Required work - Go over the data and copy out each line with "point" in it.

Data for analysis -
####################
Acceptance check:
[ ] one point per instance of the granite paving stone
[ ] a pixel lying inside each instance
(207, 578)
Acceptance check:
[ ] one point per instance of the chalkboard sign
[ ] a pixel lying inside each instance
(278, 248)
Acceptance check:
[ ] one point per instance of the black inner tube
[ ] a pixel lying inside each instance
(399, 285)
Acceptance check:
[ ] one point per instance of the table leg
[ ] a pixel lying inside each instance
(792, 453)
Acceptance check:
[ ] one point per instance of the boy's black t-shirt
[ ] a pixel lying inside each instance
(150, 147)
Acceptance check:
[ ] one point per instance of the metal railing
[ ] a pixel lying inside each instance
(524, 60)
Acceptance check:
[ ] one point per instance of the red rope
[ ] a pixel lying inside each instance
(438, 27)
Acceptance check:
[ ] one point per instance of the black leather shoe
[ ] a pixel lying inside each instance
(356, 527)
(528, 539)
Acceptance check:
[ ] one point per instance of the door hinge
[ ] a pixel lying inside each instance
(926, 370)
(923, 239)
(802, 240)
####################
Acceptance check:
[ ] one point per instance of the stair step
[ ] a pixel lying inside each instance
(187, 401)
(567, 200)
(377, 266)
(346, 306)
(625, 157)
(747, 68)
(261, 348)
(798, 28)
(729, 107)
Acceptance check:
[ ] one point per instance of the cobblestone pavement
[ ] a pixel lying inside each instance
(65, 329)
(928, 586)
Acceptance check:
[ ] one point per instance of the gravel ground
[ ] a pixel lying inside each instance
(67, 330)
####################
Written answer -
[ ] one point per instance of the granite paving stone
[ ] one point per instance of the chalkboard sign
[ ] one point per instance of the black inner tube
[ ] one point per instance of the table leg
[ ] one point per instance of the boy's black t-shirt
[ ] one point per instance of the metal railing
[ ] one point per instance of the red rope
[ ] one point per instance of the black leather shoe
[ ] one point per instance of the door hinge
[ ] one point per instance of the stair step
[ ] one point per instance of the cobblestone pavement
[ ] one point per instance of the gravel ground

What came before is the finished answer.